--- Start Passage ---

Although Grand Junction officials have claimed that the ordinance aims only at “aggressive” panhandling, the ACLU contends that most of the provisions are written so broadly that they also apply to peaceful, non-intrusive requests for assistance, such as a person sitting silently with a sign seeking a donation.

The law prohibits all panhandling after sunset and in any of a dozen additional locations and situations specified in the ordinance, such as within 100 feet of a bus stop or a school.

The ACLU lawsuit, which seeks to stop enforcement of the ordinance before it goes into effect on Sunday, March 23, was filed on behalf of five individuals, including a street performer and a former member of the US Coast Guard, as well as Humanists Doing Good, a local nonprofit organization.   All engage in peaceful expression that the new ordinance has unjustifiably made a crime punishable by up to one year in jail, according to the ACLU.

Among the speech banned by the ordinance is any solicitation of a person defined as “at risk,” a category that broadly includes all persons over 70 and all persons with mental or physical disabilities.

“The only conceivable reason for banning polite, non-intimidating solicitation of older and disabled persons is a mistaken and stigmatizing view that they cannot make their own decisions with their money,” said Silverstein.

--- End Passage ---
--- Start Listing ---

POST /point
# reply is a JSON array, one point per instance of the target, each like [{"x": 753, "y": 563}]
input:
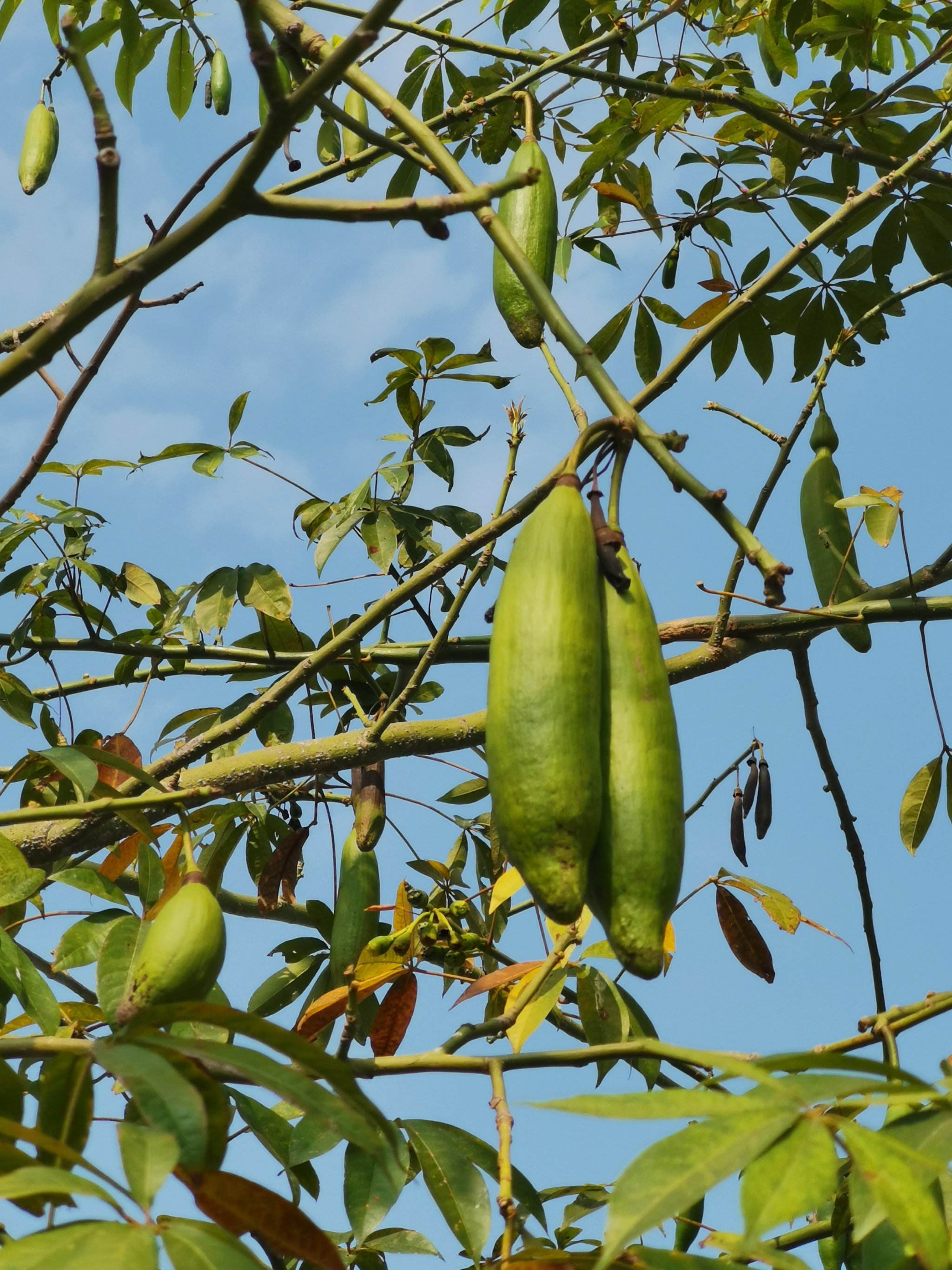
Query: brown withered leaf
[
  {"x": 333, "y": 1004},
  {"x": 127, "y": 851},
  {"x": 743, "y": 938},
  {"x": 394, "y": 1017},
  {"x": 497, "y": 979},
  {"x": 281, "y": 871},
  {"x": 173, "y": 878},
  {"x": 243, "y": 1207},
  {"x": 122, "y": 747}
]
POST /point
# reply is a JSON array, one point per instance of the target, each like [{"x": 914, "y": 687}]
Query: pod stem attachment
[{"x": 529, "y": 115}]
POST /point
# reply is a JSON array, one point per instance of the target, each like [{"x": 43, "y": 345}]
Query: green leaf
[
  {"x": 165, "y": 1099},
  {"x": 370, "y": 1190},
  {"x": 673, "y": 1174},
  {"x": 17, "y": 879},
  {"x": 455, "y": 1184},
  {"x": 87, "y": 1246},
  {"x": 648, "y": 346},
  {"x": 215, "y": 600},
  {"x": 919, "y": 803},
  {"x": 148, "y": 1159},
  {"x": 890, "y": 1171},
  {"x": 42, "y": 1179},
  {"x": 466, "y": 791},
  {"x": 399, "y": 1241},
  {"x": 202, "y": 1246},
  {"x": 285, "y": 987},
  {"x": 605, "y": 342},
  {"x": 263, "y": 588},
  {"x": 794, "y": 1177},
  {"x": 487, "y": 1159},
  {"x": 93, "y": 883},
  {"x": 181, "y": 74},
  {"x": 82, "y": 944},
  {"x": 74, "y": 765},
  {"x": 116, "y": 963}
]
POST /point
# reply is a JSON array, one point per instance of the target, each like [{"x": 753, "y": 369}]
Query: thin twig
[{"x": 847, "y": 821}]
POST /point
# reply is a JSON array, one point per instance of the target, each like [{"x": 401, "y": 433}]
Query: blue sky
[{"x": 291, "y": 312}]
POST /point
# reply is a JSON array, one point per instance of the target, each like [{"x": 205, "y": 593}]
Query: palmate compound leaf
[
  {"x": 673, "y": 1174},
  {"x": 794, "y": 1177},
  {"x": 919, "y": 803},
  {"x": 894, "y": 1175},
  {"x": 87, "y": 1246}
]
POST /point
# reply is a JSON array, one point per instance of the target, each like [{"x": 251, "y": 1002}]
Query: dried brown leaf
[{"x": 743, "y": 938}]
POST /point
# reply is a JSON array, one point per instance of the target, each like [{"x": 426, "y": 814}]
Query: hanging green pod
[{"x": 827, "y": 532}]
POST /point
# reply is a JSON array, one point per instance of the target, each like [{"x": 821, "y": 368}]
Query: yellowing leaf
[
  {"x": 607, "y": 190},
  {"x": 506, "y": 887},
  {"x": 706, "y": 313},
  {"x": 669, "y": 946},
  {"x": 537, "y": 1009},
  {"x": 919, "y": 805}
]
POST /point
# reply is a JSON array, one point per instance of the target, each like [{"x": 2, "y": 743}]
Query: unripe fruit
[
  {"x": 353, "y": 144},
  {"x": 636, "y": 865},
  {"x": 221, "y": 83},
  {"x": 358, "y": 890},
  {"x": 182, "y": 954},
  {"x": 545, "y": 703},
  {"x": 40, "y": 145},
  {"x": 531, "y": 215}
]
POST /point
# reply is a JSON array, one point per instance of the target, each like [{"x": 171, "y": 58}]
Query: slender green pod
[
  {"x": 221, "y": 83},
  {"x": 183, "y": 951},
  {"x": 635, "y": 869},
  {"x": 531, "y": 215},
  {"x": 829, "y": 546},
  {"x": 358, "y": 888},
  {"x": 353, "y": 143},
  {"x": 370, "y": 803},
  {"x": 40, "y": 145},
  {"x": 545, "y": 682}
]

--- End Listing ---

Exercise brief: According to the passage on the Grand Junction panhandling ordinance, what age puts a person in the "at risk" category? None of these lines is required for the work.

Output of the exercise: Over 70.